━━━━━ DATA PROVIDED

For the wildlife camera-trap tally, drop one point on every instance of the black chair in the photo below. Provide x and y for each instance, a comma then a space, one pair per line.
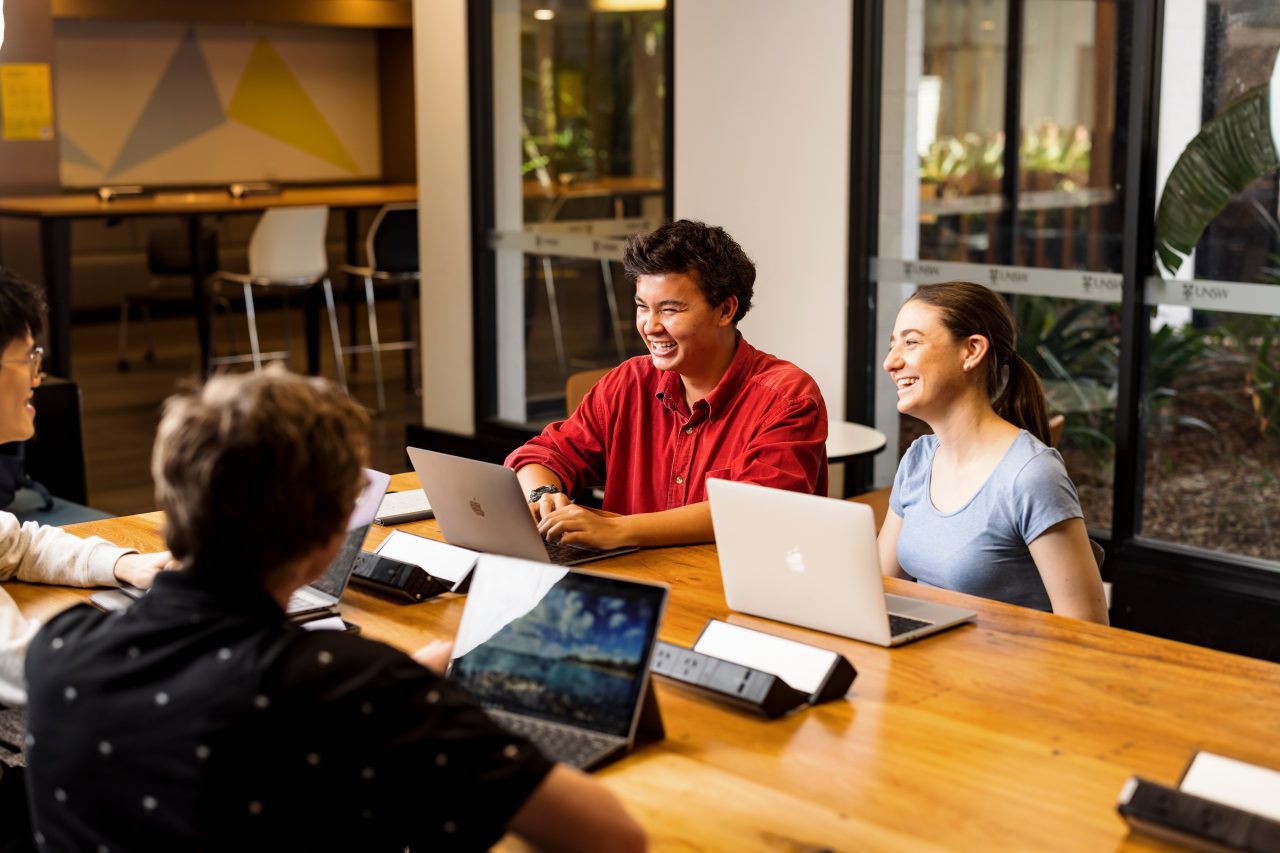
391, 250
169, 265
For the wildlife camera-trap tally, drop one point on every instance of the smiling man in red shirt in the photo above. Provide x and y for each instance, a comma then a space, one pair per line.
703, 404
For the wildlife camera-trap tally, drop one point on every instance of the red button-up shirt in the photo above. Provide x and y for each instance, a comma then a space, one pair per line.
763, 423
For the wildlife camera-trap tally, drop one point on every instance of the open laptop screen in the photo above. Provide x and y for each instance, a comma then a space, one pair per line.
565, 646
334, 579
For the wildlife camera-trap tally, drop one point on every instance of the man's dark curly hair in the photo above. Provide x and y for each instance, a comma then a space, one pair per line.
705, 252
22, 308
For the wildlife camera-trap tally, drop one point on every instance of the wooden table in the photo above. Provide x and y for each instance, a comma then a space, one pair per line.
617, 188
55, 214
1015, 733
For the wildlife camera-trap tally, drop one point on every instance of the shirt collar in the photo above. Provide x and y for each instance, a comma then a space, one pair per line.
671, 391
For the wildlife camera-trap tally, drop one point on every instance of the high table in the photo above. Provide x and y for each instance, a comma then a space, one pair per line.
1014, 733
55, 214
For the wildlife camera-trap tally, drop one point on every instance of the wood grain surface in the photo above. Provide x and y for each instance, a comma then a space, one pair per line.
1013, 733
201, 201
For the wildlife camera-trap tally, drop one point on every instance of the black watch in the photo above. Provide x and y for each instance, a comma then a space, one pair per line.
536, 495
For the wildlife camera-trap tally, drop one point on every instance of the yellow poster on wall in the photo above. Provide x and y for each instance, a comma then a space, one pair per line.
27, 100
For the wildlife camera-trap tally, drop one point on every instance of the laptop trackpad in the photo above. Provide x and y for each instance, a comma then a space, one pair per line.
904, 606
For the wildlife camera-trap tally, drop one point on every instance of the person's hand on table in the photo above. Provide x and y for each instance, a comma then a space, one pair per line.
434, 656
140, 569
574, 524
548, 503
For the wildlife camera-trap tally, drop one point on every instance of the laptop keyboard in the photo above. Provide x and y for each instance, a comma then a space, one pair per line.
904, 624
572, 747
563, 555
302, 600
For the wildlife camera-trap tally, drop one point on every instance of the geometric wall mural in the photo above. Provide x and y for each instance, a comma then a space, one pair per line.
270, 99
172, 104
183, 104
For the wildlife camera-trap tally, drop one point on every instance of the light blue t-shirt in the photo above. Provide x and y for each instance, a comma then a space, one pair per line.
981, 548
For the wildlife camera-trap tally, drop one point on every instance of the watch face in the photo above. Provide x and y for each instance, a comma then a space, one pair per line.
540, 491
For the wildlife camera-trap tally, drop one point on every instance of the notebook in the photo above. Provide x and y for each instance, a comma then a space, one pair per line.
561, 657
481, 506
400, 507
812, 561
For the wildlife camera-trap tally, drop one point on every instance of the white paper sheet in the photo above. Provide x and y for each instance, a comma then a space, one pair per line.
1234, 783
444, 561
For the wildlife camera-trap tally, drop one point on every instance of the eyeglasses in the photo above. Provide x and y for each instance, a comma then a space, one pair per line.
35, 359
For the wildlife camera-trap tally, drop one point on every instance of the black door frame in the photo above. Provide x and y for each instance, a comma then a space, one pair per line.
1184, 593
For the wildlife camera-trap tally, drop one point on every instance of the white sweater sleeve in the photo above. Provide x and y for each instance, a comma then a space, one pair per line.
16, 633
36, 552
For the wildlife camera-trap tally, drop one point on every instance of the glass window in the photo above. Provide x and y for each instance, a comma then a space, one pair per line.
1212, 457
579, 137
960, 131
1061, 211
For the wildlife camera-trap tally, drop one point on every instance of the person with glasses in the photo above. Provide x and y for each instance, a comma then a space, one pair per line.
30, 551
35, 552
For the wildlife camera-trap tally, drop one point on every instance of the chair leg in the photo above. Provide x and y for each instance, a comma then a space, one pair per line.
122, 350
553, 305
374, 343
288, 327
333, 333
228, 322
150, 354
408, 333
252, 328
612, 299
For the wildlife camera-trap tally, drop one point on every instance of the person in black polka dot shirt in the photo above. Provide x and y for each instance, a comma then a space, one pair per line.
201, 719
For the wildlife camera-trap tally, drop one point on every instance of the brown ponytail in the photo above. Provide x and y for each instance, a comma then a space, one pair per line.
968, 309
1022, 401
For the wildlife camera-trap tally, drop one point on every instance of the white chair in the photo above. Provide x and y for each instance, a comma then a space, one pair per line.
391, 251
286, 252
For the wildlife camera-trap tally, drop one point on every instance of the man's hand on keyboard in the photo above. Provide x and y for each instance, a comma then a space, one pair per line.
579, 525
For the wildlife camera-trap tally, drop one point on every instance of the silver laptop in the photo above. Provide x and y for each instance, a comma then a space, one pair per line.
561, 657
481, 506
813, 561
320, 597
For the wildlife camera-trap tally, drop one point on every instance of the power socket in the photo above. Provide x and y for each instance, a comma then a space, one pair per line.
1174, 815
739, 685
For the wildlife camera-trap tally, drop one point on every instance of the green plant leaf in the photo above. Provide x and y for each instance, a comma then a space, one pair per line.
1233, 150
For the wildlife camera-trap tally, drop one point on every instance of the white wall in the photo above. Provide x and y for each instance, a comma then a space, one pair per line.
444, 213
899, 196
762, 149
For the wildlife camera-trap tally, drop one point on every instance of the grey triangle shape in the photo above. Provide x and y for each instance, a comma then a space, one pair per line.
184, 104
72, 154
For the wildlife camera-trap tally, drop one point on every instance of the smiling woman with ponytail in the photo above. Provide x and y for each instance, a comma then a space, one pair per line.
983, 505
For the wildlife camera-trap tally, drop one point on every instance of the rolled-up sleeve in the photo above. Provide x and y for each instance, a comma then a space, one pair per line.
790, 451
572, 448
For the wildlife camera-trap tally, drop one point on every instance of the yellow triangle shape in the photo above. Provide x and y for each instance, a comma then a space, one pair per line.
270, 99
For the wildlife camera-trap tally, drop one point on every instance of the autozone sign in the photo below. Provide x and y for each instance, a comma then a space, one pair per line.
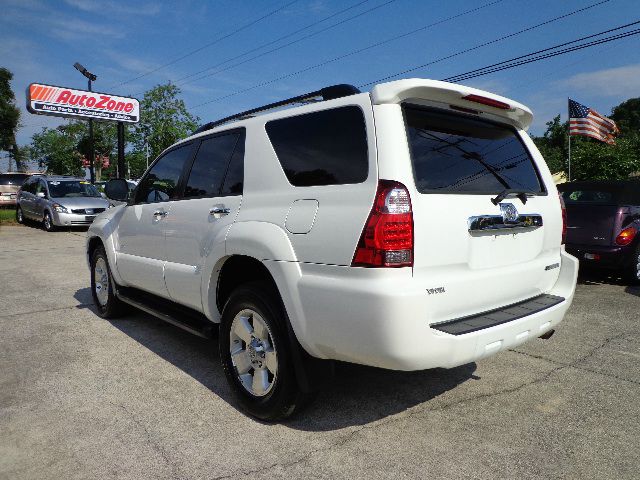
68, 102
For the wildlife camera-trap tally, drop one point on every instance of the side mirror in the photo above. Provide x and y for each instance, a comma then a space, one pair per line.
117, 189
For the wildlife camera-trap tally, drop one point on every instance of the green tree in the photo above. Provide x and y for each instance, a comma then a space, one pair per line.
9, 119
553, 145
57, 149
61, 150
164, 119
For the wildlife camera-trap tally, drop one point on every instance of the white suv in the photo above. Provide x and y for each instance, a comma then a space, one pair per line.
411, 227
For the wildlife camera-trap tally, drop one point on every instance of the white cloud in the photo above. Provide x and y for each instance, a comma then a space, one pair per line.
613, 82
114, 7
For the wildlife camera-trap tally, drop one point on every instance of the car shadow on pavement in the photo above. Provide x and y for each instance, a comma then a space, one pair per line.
604, 277
357, 396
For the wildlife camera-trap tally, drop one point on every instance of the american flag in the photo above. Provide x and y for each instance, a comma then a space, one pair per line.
586, 121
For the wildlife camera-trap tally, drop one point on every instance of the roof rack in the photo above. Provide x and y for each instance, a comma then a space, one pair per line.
327, 93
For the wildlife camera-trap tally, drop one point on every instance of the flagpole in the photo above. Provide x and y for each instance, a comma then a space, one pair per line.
569, 135
569, 175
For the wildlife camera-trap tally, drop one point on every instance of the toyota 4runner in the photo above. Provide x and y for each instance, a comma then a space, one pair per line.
411, 227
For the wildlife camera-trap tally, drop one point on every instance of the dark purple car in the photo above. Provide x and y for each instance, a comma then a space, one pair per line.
603, 220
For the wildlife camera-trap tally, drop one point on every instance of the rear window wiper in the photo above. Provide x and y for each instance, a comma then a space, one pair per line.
513, 192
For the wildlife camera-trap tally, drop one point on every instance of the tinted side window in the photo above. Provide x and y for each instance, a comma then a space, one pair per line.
210, 165
39, 187
161, 182
234, 180
27, 186
322, 148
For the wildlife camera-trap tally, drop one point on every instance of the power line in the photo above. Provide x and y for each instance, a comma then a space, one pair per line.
279, 39
354, 52
546, 53
496, 40
296, 41
207, 45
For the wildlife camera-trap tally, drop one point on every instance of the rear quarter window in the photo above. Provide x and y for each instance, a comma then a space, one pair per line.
453, 153
590, 196
328, 147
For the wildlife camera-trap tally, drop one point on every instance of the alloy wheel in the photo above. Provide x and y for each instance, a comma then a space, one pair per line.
253, 353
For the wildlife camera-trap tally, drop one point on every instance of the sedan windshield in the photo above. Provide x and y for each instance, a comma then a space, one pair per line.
72, 188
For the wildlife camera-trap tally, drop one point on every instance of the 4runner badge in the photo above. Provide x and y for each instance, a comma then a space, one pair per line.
509, 212
432, 291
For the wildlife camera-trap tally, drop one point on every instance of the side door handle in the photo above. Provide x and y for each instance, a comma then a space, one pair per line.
219, 210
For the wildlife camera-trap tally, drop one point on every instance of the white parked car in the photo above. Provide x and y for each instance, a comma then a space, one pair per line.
411, 227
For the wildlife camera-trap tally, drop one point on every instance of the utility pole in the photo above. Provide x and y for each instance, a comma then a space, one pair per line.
91, 78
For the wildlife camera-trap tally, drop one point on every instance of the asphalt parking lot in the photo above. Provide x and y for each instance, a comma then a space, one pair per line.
81, 397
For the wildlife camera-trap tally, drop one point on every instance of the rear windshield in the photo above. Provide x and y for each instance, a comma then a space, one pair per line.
453, 153
13, 179
71, 188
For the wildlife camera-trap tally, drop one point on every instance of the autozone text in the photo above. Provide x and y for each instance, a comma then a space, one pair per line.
104, 102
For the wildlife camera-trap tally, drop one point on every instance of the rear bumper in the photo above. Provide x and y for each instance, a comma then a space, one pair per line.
382, 323
602, 256
7, 200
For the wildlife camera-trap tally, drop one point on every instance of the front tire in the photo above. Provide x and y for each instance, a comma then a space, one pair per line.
255, 353
103, 286
47, 222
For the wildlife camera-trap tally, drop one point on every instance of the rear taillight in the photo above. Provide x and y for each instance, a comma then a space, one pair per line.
626, 236
487, 101
387, 238
564, 219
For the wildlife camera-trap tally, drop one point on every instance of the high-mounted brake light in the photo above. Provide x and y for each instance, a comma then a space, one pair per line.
387, 238
626, 236
564, 219
487, 101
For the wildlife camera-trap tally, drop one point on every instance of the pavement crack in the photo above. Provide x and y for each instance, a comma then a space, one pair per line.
575, 363
416, 411
17, 314
154, 445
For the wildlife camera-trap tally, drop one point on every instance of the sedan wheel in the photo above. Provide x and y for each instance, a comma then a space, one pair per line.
47, 222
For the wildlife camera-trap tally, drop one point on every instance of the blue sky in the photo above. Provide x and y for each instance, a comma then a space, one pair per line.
118, 41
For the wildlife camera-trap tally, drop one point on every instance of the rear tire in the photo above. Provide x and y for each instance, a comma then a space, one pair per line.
19, 216
255, 353
47, 222
103, 286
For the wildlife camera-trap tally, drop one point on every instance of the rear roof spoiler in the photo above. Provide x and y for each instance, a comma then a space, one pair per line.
452, 94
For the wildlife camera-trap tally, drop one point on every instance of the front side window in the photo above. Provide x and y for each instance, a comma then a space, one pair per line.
161, 182
210, 165
68, 189
453, 153
328, 147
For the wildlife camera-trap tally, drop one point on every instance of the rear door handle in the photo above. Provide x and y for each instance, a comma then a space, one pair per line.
219, 210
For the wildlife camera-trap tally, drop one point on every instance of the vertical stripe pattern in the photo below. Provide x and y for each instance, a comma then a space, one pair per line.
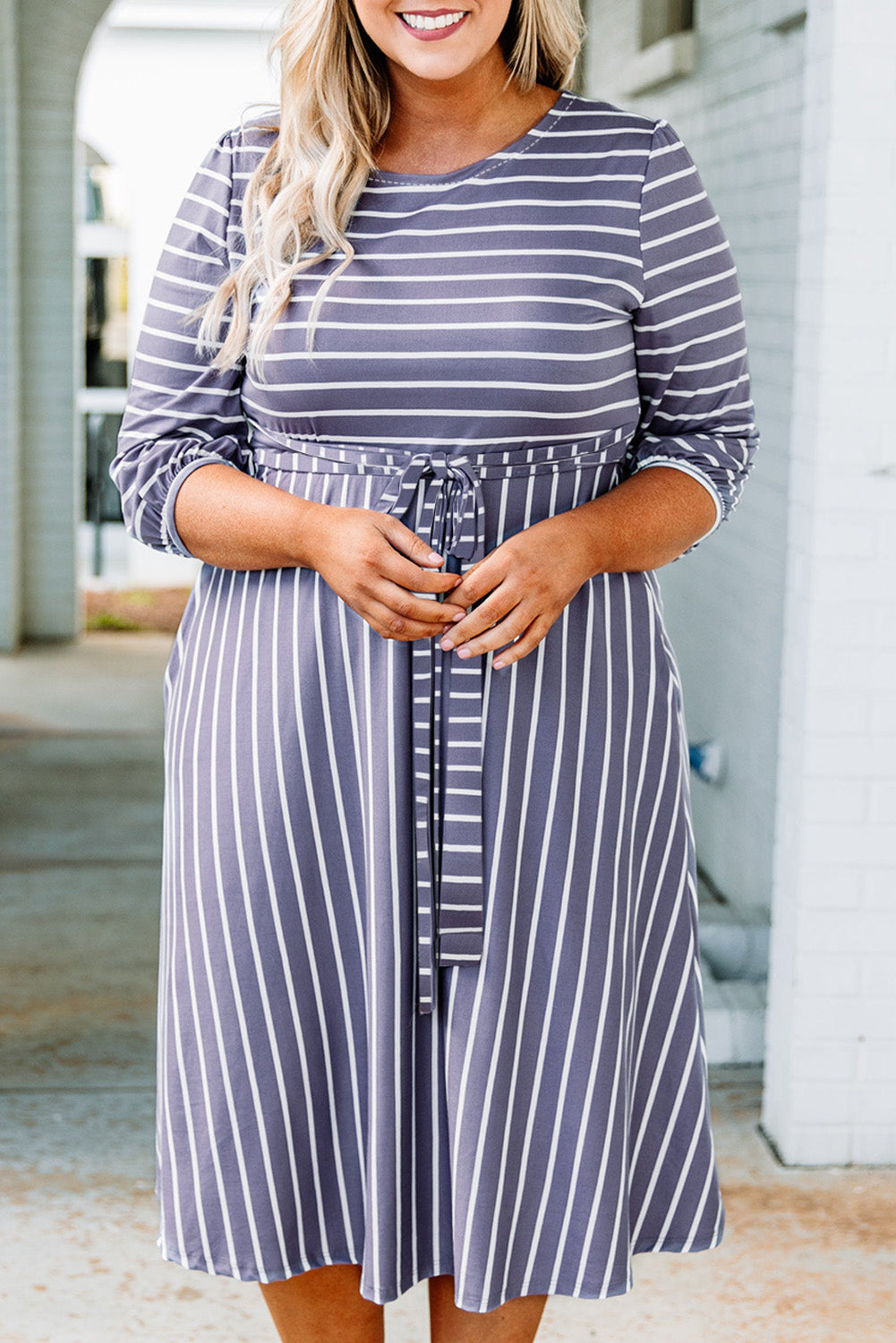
429, 991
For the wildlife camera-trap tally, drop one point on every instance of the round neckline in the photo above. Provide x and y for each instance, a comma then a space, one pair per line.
511, 150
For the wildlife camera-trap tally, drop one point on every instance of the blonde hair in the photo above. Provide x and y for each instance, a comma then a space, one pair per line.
335, 109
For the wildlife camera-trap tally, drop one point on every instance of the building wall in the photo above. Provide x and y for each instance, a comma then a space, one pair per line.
740, 115
10, 461
212, 77
831, 1060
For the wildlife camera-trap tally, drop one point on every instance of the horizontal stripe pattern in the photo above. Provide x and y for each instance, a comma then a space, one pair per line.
530, 330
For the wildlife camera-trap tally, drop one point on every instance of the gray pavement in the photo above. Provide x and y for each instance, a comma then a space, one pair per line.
809, 1256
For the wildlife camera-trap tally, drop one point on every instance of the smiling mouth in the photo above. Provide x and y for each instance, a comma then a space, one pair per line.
429, 24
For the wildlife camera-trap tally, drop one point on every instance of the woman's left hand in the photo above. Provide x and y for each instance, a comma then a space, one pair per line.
527, 580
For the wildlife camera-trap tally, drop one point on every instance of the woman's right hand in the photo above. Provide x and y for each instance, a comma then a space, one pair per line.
376, 564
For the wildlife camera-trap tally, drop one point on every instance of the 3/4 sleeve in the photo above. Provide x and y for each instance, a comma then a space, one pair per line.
696, 406
182, 414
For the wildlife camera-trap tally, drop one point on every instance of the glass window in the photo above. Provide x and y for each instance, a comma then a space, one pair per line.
664, 18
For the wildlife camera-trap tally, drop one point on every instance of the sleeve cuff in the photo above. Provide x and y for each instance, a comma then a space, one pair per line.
697, 475
172, 540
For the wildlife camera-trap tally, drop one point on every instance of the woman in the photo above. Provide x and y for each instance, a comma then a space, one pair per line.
472, 368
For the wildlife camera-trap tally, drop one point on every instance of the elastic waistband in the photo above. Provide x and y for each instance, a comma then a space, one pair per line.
293, 453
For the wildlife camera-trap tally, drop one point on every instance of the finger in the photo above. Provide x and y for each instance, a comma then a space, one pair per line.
395, 625
523, 645
496, 607
511, 628
407, 543
411, 563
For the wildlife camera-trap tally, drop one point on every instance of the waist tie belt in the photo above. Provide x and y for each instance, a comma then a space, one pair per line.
446, 727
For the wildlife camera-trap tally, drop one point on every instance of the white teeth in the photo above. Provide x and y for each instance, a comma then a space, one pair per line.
427, 21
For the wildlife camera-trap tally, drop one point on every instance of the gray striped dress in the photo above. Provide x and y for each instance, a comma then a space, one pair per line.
429, 988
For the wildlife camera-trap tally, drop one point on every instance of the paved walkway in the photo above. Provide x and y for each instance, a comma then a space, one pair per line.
809, 1256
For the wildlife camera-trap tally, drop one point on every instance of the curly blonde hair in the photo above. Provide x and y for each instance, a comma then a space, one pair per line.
335, 107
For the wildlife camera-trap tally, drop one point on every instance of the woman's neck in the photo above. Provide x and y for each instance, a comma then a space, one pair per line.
442, 125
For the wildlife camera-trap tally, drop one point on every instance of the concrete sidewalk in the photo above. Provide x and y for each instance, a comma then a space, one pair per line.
809, 1256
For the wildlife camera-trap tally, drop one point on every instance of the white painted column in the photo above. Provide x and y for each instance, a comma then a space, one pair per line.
10, 458
53, 40
831, 1066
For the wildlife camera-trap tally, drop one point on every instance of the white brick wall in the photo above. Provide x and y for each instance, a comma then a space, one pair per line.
831, 1066
10, 502
740, 117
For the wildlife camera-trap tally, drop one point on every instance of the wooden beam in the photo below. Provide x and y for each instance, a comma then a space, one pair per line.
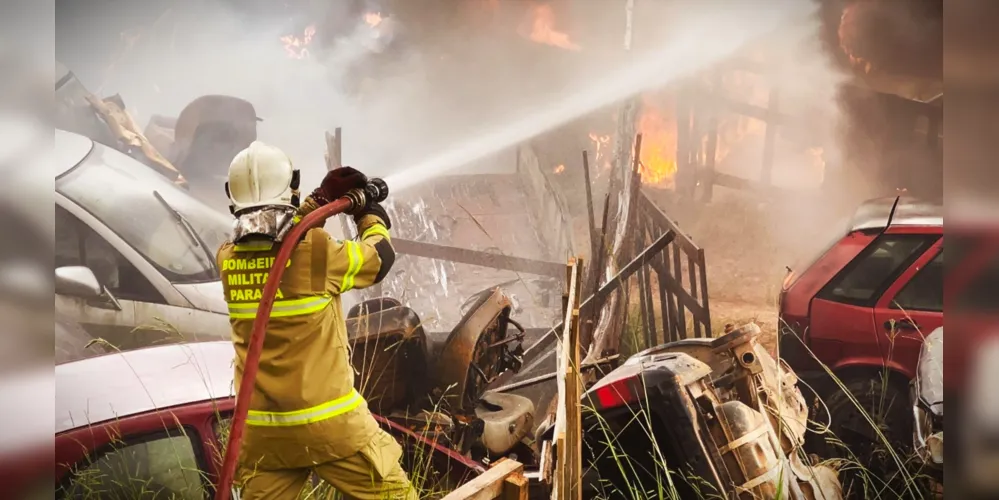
572, 466
505, 480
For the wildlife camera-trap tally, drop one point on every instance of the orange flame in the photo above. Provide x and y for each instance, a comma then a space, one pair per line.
658, 156
373, 19
600, 143
846, 26
542, 28
295, 46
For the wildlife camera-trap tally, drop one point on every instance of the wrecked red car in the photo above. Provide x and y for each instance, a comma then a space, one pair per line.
862, 309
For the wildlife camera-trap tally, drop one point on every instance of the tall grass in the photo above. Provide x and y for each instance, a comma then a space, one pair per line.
116, 471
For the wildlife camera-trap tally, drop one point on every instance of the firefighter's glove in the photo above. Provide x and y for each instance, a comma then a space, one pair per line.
373, 209
337, 183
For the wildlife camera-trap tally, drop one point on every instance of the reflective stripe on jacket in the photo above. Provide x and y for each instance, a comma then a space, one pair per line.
305, 408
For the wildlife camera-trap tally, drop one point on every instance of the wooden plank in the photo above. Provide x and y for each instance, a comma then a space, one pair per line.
515, 487
664, 306
543, 344
589, 206
492, 484
678, 276
574, 419
664, 223
702, 268
666, 281
692, 278
683, 298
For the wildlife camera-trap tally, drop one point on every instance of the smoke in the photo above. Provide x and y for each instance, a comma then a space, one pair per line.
425, 80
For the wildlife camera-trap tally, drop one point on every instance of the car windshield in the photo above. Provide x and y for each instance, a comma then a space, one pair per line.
122, 193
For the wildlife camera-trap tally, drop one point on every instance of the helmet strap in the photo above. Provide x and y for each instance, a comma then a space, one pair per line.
232, 207
296, 179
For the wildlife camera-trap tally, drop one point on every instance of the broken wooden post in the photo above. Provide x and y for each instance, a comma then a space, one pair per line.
589, 206
568, 416
504, 480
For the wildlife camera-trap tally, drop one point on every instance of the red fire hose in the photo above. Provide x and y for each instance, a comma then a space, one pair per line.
376, 191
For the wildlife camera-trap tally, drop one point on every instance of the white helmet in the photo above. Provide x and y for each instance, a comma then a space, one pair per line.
261, 175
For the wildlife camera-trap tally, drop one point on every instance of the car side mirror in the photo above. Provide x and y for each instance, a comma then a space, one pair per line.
80, 281
77, 281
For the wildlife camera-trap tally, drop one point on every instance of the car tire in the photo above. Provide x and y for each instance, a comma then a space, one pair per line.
850, 436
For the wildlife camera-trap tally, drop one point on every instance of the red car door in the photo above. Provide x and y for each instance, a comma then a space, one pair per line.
843, 329
910, 309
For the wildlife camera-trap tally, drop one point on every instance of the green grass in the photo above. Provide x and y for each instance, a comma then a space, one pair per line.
668, 479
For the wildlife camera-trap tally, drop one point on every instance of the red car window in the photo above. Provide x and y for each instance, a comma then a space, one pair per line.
154, 466
925, 291
864, 279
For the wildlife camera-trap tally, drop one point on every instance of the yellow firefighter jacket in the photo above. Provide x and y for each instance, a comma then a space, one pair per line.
305, 409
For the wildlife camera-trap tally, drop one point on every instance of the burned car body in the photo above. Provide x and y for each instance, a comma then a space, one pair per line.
437, 388
927, 403
723, 407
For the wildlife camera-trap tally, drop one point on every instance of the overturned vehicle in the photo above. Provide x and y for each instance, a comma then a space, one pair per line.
700, 418
435, 387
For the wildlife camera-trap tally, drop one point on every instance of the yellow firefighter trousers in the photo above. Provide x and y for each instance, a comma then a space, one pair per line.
374, 473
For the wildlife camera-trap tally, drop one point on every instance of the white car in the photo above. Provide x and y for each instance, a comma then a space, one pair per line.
134, 254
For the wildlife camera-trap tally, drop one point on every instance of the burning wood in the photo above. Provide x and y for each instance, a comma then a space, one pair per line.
540, 28
658, 162
295, 46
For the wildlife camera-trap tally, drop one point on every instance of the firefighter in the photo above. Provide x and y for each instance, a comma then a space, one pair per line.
305, 414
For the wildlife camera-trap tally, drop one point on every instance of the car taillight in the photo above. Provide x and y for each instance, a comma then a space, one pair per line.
788, 280
618, 393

━━━━━━━━━━

Repeat exactly, and only, the lines from the line containing "yellow firefighter trousers" through the last line of the records above, both included.

● **RESULT**
For the wildlife camera-trap tally, drop one point on every instance of the yellow firefighter trousers in the photo above. Provide x and y for each instance, a comma then a space, one pair per line.
374, 473
For the wildlife camera-trap tally, drop one point on every instance of the white car in the photo above. Provide x and y for each instance, a comma then a space, one pair per line.
134, 254
For the wildlife camera-trap tally, drop one point on every instance of the burning wood in the photo above. Provide x and y for each instance, a comma then a space, one pair per line.
540, 28
658, 162
295, 46
For the wildlife camera-trap tally, drop one point on every instance of the firefighter in the photo above. Provide x and y for each instance, a comma then a space, one pair per line.
305, 414
For the wildlife camera-trap tally, drop one point on every instance of the car taillight in the photo above. Provide x and y for each instance, a comma then a space, one pair per line.
788, 280
618, 393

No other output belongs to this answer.